» **题目**: 数一数下面的列表中有多少行含有字符串“span”，区分大小写。只回答行数。

» **练习材料**:
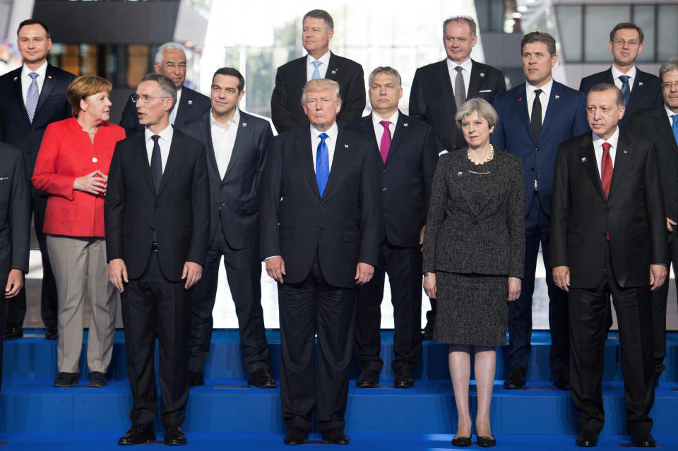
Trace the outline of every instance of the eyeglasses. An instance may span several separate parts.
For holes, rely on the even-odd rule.
[[[136,103],[139,100],[141,100],[142,103],[150,103],[150,101],[153,100],[153,99],[169,99],[169,98],[170,97],[168,97],[166,95],[162,96],[161,97],[152,97],[150,95],[146,95],[145,94],[142,94],[141,95],[139,95],[138,94],[132,95],[132,102],[133,102],[134,103]]]

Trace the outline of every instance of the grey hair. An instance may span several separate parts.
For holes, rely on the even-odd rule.
[[[172,108],[174,107],[177,103],[177,87],[170,77],[164,76],[162,73],[147,73],[141,78],[141,82],[155,81],[160,87],[160,92],[165,97],[172,99]],[[172,111],[172,108],[170,111]]]
[[[398,73],[398,71],[391,67],[390,66],[380,66],[378,68],[372,71],[369,77],[367,79],[367,85],[371,86],[372,85],[372,78],[374,78],[374,76],[379,73],[385,73],[386,75],[391,75],[396,77],[396,79],[398,80],[398,87],[400,88],[403,85],[403,80],[400,78],[400,74]]]
[[[334,94],[337,97],[337,102],[341,102],[341,94],[339,92],[339,83],[333,80],[328,80],[327,78],[315,78],[314,80],[308,80],[306,82],[306,84],[304,85],[304,89],[302,91],[302,104],[303,105],[306,103],[307,92],[315,92],[317,91],[324,91],[325,90],[334,91]]]
[[[499,120],[499,114],[487,100],[475,98],[467,100],[459,107],[459,110],[454,116],[457,125],[460,127],[461,120],[473,112],[477,112],[480,116],[484,117],[487,121],[487,125],[490,128],[496,126]]]
[[[174,49],[181,50],[184,52],[184,56],[186,56],[186,47],[179,42],[165,42],[157,47],[157,52],[155,52],[155,64],[158,66],[162,66],[162,54],[165,53],[165,50],[172,50]]]
[[[659,68],[659,81],[664,83],[664,75],[667,72],[678,69],[678,56],[671,56],[667,60],[662,63],[662,66]]]

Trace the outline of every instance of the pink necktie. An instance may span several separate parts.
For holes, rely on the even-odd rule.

» **解答**: 3